**Prompt**
Reproduce every line of the data below without changing anything, from the first line through the last.

------

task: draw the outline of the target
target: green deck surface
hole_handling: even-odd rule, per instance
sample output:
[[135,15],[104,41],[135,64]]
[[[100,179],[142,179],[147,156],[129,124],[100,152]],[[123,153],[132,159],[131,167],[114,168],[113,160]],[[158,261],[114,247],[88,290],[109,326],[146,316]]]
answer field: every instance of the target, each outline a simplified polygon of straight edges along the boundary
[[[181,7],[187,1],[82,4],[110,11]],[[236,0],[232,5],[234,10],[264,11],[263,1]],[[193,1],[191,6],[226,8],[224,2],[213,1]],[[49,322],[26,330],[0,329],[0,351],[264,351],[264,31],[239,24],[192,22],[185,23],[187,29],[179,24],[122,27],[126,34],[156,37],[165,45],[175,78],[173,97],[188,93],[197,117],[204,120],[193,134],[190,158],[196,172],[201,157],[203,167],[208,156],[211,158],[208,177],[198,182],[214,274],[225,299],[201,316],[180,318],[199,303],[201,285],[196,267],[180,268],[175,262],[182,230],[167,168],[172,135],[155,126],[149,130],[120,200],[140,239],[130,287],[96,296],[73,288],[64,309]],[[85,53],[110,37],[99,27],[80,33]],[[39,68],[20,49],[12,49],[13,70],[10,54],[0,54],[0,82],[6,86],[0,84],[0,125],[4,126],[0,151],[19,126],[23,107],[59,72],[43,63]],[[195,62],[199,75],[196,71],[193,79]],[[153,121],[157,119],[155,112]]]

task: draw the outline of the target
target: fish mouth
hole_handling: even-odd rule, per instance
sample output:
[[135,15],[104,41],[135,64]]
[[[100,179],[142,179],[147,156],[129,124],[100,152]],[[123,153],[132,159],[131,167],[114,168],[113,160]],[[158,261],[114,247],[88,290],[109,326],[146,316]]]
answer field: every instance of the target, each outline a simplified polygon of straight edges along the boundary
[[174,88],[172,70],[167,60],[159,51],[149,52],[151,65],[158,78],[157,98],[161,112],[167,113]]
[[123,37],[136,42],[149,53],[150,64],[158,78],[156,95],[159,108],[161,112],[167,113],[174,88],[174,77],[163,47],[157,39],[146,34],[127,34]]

------

**Exercise response**
task: draw the outline of the target
target: green deck surface
hole_handling: even-odd rule, per instance
sample output:
[[135,15],[104,41],[135,64]]
[[[100,179],[142,179],[147,156],[129,124],[100,152]],[[123,153],[132,159],[131,167],[114,168],[113,160]],[[158,261],[114,247],[88,290],[109,326],[146,316]]]
answer field: every instance of the target, each outline a simplified polygon of straight edges along the boundary
[[[181,7],[187,1],[82,4],[110,11]],[[236,0],[232,5],[234,10],[264,11],[263,1]],[[193,1],[191,6],[226,8],[224,2],[213,1]],[[49,322],[26,330],[0,329],[0,351],[264,351],[264,31],[239,24],[192,22],[185,23],[187,29],[179,24],[122,27],[126,34],[156,37],[165,45],[175,78],[173,97],[188,93],[197,117],[204,120],[193,134],[190,158],[196,172],[201,157],[203,167],[208,156],[211,158],[208,177],[198,182],[214,274],[225,299],[201,316],[180,318],[199,303],[201,285],[196,267],[180,268],[175,262],[182,230],[167,168],[172,135],[155,126],[149,130],[120,200],[140,239],[130,287],[96,296],[73,288],[64,309]],[[85,53],[110,37],[99,27],[80,33]],[[39,68],[20,49],[12,49],[13,70],[10,54],[0,54],[0,82],[6,86],[0,84],[0,125],[4,126],[0,151],[19,126],[23,107],[59,72],[43,63]],[[195,62],[199,75],[196,71],[193,79]],[[153,121],[157,119],[155,112]]]

task: draw the outline of the target
target: fish mouth
hole_handling: even-odd rule, per instance
sample output:
[[135,15],[104,41],[135,64]]
[[[100,179],[142,179],[147,156],[129,124],[100,152]],[[123,153],[132,159],[131,167],[114,168],[113,160]],[[158,261],[114,247],[88,290],[109,326],[146,316]]]
answer field: every instance of the target, each outline a simplified polygon of straight edges along the boundary
[[174,88],[172,70],[167,60],[159,51],[149,52],[151,65],[158,78],[157,98],[161,112],[167,113]]
[[123,37],[136,42],[149,53],[150,64],[158,78],[156,95],[159,108],[161,112],[167,113],[174,88],[174,77],[163,47],[157,39],[146,34],[127,34]]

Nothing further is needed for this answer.